- Your objective
Continue the court opinion below on Sumner Falls Run's suit over the Stafford County school construction, starting after its last sentence.

- Source extract
◆ ◆ ◆

Opinion
Record No. 240352 Record No. 240353
07-03-2024
UPON PETITIONS FOR REVIEW UNDER CODE § 8.01-670.2, Circuit Court No. CL23003313-00, Justices McCullough, Russell, and Mann
Upon consideration of the petitions filed pursuant to Code § 8.01-670.2, the Court is of opinion that the judgment below should be reversed.
Stafford County is in the process of building two new schools. A nearby property owner, Sumner Falls Run, LLC ("Sumner"), is concerned about the adverse effects this construction will have on an easement it owns and on the value of property it owns. Sumner filed a declaratory judgment action against the School Board of Stafford County and the Virginia Department of Transportation seeking the following relief: (1) a declaration that the School Board can access its site through a private easement and/or county-owned and maintained road; (2) a declaration that Sumner has a vested right to maintain the existing intersection of Village Falls Drive and Stafford Plaza Drive under Code § 15.2-2307; (3) a declaration that the existing entrance of the same two roads is exempt from VDOTs Access Management regulations under 24 VAC 30-70-120(C)(3)(a); and (4) a declaration that any taking of property beyond extending the current easement violates the doctrine of necessity and is forbidden by Article I, § 11 of the Virginia Constitution.

◆ ◆ ◆

- Dataset records
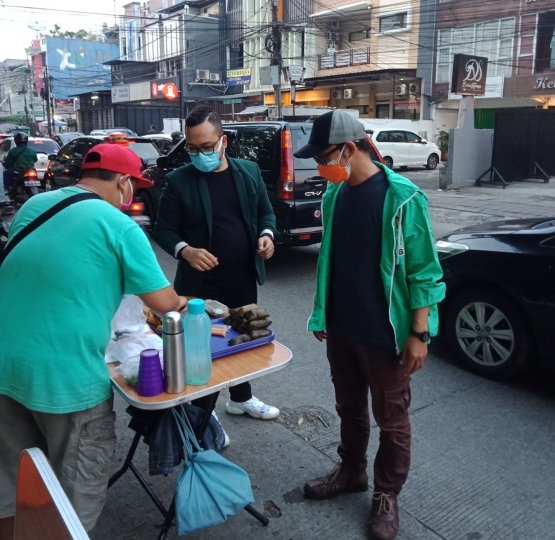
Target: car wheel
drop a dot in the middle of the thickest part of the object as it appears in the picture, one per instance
(433, 160)
(487, 333)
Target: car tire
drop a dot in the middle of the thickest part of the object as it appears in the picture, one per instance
(432, 162)
(505, 354)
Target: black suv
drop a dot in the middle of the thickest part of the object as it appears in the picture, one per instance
(294, 187)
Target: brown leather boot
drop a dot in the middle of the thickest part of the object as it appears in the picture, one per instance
(384, 520)
(340, 480)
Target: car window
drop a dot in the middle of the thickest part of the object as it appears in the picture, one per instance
(397, 136)
(144, 149)
(412, 137)
(83, 146)
(44, 147)
(300, 136)
(258, 145)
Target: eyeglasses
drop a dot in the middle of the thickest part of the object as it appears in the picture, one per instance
(205, 149)
(323, 159)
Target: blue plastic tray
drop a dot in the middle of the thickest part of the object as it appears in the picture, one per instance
(220, 348)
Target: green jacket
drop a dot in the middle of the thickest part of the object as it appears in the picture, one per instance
(20, 158)
(185, 215)
(410, 267)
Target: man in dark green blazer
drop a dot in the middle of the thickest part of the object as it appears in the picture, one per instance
(216, 219)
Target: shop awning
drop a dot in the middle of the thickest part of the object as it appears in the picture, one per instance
(254, 110)
(350, 9)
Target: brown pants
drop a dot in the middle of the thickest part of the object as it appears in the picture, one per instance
(354, 369)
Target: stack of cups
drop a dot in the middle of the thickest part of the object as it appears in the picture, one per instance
(151, 380)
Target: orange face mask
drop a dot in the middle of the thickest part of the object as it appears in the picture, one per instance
(334, 172)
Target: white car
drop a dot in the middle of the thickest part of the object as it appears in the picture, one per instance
(402, 148)
(42, 147)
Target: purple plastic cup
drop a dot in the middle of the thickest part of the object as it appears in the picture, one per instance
(151, 379)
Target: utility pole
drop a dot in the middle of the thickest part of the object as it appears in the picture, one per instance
(277, 20)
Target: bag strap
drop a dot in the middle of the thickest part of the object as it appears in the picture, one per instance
(43, 218)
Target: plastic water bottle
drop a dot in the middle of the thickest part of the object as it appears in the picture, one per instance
(197, 331)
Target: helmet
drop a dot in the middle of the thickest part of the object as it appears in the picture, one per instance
(117, 138)
(177, 136)
(21, 138)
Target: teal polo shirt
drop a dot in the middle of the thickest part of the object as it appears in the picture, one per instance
(59, 290)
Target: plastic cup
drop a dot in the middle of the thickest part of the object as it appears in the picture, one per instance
(151, 380)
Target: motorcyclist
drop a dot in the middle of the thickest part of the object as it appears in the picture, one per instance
(177, 136)
(19, 159)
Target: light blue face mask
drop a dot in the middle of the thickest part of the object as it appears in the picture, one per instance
(208, 162)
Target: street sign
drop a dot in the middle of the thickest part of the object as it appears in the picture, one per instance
(236, 77)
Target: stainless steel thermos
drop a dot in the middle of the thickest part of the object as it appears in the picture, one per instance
(175, 379)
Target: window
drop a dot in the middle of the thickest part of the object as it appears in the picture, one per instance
(492, 39)
(398, 21)
(359, 35)
(412, 137)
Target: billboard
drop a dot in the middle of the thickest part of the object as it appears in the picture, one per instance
(469, 75)
(76, 66)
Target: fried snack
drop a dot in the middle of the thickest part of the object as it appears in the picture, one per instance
(243, 310)
(243, 338)
(256, 314)
(219, 330)
(257, 334)
(260, 324)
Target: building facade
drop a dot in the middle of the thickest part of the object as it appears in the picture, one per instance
(517, 37)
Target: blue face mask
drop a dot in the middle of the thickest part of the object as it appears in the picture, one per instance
(208, 162)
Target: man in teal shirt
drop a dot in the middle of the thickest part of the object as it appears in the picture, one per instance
(19, 159)
(59, 290)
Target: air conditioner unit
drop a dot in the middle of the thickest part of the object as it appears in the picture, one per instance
(414, 89)
(401, 90)
(203, 75)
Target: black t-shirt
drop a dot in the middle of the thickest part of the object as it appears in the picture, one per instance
(230, 240)
(357, 305)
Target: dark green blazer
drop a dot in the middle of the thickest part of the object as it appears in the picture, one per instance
(185, 215)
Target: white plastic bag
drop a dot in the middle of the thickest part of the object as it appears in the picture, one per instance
(129, 317)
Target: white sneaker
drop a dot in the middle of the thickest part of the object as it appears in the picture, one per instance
(227, 442)
(253, 407)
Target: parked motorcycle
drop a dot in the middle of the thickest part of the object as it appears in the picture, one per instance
(26, 185)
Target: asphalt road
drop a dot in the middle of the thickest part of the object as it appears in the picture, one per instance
(482, 463)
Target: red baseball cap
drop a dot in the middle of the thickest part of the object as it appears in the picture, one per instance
(116, 158)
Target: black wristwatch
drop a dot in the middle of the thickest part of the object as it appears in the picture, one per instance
(422, 336)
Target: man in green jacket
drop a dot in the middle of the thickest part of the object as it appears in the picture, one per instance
(19, 159)
(216, 219)
(378, 286)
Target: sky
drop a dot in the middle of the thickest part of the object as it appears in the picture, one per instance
(71, 15)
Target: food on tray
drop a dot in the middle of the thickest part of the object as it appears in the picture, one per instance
(257, 334)
(152, 319)
(216, 309)
(256, 314)
(219, 330)
(260, 324)
(243, 310)
(243, 338)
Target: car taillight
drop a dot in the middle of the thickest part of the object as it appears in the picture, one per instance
(137, 208)
(286, 188)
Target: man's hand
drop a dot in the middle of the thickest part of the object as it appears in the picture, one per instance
(199, 259)
(320, 336)
(414, 355)
(265, 247)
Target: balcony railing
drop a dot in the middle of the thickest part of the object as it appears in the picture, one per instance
(346, 58)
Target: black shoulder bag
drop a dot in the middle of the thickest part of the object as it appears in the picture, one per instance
(43, 218)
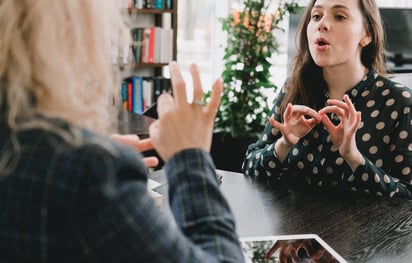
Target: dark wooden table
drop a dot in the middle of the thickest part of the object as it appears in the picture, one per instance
(361, 230)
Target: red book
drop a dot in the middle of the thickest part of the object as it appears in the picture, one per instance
(129, 96)
(152, 40)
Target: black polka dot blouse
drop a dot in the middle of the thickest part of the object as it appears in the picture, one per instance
(384, 138)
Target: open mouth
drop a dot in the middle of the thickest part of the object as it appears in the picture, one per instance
(321, 42)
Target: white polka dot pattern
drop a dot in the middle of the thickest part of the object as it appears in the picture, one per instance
(384, 139)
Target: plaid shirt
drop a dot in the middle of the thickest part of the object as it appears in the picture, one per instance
(90, 204)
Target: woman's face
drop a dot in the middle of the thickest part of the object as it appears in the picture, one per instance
(336, 33)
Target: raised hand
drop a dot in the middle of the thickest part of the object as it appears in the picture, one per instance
(298, 120)
(343, 134)
(182, 125)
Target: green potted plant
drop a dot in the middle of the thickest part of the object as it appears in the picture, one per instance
(251, 41)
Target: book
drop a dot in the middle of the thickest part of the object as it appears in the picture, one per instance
(289, 248)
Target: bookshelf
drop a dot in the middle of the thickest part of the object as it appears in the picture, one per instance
(153, 33)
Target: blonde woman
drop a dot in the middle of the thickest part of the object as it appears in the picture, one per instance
(70, 193)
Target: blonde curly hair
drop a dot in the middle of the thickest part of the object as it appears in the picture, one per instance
(55, 59)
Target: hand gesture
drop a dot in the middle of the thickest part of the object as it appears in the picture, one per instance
(298, 120)
(342, 134)
(182, 125)
(141, 145)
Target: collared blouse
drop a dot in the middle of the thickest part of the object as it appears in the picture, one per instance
(384, 139)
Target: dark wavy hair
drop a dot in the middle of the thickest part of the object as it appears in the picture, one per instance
(306, 82)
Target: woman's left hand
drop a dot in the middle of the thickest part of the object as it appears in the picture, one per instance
(343, 135)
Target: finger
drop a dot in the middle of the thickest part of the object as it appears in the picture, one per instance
(145, 145)
(327, 122)
(215, 97)
(178, 84)
(338, 103)
(151, 161)
(288, 112)
(165, 103)
(153, 129)
(306, 111)
(197, 85)
(349, 103)
(275, 124)
(333, 109)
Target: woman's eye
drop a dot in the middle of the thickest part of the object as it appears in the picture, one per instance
(340, 17)
(316, 17)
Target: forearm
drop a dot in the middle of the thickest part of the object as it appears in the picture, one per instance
(199, 208)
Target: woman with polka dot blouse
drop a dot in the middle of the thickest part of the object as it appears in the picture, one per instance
(338, 124)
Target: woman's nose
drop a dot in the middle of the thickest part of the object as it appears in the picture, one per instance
(323, 25)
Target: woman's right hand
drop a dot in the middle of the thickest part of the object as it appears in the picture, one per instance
(182, 125)
(298, 120)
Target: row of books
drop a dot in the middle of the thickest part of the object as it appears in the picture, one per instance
(139, 93)
(152, 44)
(146, 4)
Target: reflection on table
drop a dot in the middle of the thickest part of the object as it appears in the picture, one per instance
(361, 230)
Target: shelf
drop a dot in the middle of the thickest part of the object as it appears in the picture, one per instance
(152, 11)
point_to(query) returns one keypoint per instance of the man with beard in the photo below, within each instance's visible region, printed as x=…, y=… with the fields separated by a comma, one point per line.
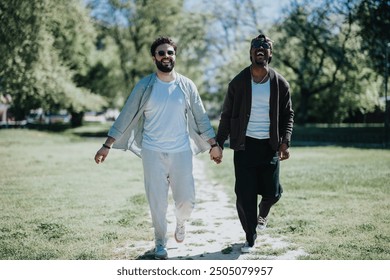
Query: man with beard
x=257, y=116
x=164, y=122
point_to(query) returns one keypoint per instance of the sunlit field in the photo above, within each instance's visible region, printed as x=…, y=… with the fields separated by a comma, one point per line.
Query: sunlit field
x=56, y=203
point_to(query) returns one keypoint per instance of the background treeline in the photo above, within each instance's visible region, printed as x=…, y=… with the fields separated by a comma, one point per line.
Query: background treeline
x=87, y=55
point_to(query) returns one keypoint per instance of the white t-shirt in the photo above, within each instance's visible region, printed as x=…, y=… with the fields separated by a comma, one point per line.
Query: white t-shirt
x=165, y=127
x=259, y=122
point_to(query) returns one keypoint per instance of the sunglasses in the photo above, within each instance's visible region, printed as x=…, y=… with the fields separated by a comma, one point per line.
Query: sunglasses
x=168, y=53
x=260, y=43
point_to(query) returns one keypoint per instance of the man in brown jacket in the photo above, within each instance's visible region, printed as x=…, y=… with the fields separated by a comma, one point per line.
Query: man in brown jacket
x=257, y=117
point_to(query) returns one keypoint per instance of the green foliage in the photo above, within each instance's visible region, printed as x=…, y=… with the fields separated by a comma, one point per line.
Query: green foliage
x=373, y=17
x=328, y=80
x=44, y=47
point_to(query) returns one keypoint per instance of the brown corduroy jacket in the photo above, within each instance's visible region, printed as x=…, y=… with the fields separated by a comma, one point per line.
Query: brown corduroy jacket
x=237, y=108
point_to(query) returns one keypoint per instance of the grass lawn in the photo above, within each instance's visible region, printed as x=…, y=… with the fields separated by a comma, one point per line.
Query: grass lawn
x=56, y=203
x=335, y=205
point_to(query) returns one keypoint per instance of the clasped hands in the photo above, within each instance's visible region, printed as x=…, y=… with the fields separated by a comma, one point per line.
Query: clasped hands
x=216, y=154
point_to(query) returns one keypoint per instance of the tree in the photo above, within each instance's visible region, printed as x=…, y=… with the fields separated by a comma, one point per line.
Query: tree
x=133, y=26
x=373, y=17
x=44, y=48
x=316, y=47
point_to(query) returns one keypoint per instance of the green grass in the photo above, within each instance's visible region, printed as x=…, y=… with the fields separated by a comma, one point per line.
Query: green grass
x=336, y=201
x=56, y=203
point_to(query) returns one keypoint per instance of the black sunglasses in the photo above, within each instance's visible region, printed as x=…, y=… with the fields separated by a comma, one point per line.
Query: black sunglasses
x=257, y=43
x=162, y=53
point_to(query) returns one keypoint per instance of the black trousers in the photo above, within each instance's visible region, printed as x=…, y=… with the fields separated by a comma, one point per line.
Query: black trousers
x=257, y=173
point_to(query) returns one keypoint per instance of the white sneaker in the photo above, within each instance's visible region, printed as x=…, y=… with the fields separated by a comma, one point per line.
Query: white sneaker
x=180, y=232
x=261, y=223
x=246, y=248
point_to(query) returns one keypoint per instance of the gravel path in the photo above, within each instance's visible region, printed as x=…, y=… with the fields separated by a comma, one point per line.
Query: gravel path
x=214, y=231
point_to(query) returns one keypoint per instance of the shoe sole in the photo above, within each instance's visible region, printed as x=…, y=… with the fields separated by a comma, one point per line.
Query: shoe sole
x=177, y=240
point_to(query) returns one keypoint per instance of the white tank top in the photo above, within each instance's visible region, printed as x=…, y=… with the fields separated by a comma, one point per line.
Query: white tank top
x=259, y=121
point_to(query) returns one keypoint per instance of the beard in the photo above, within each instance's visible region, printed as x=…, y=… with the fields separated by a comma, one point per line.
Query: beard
x=165, y=68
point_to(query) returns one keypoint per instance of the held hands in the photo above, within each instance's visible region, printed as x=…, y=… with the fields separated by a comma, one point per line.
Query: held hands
x=101, y=154
x=216, y=154
x=284, y=153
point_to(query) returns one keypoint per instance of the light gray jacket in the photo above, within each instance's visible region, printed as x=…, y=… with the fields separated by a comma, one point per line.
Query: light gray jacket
x=127, y=129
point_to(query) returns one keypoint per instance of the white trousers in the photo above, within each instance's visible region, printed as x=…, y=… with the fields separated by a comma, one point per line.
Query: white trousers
x=161, y=171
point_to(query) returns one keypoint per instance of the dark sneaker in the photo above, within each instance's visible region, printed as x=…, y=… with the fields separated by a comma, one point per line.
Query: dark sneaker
x=246, y=248
x=160, y=253
x=261, y=223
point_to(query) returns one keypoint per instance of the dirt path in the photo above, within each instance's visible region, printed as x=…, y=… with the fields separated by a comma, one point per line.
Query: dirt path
x=214, y=231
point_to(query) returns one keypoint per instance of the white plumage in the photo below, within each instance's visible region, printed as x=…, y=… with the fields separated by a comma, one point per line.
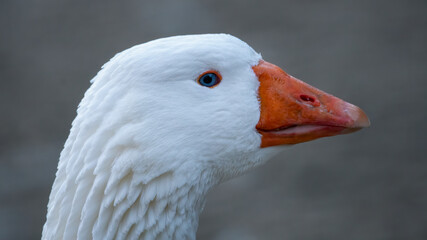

◆ ◆ ◆

- Solved exercise
The School Board and VDOT filed a plea of sovereign immunity, contending that the doctrine barred Sumner’s declaratory judgment action. The circuit court held that the declaratory judgment action was not barred by sovereign immunity. Relying on Code § 8.01-670.2, which allows an interlocutory appeal from a granted or denied plea of sovereign Immunity, the School Board and VDOT appeal this decision. We entered a stay and now reverse the judgment below.
[1] We "review de novo a trial court’s ruling on a plea of sovereign immunity." Pike v. Hagaman, 292 Va. 209, 214, 787 S.E.2d 89 (2016).
I. The Declaratory Judgment Act does not abrogate sovereign immunity across the board.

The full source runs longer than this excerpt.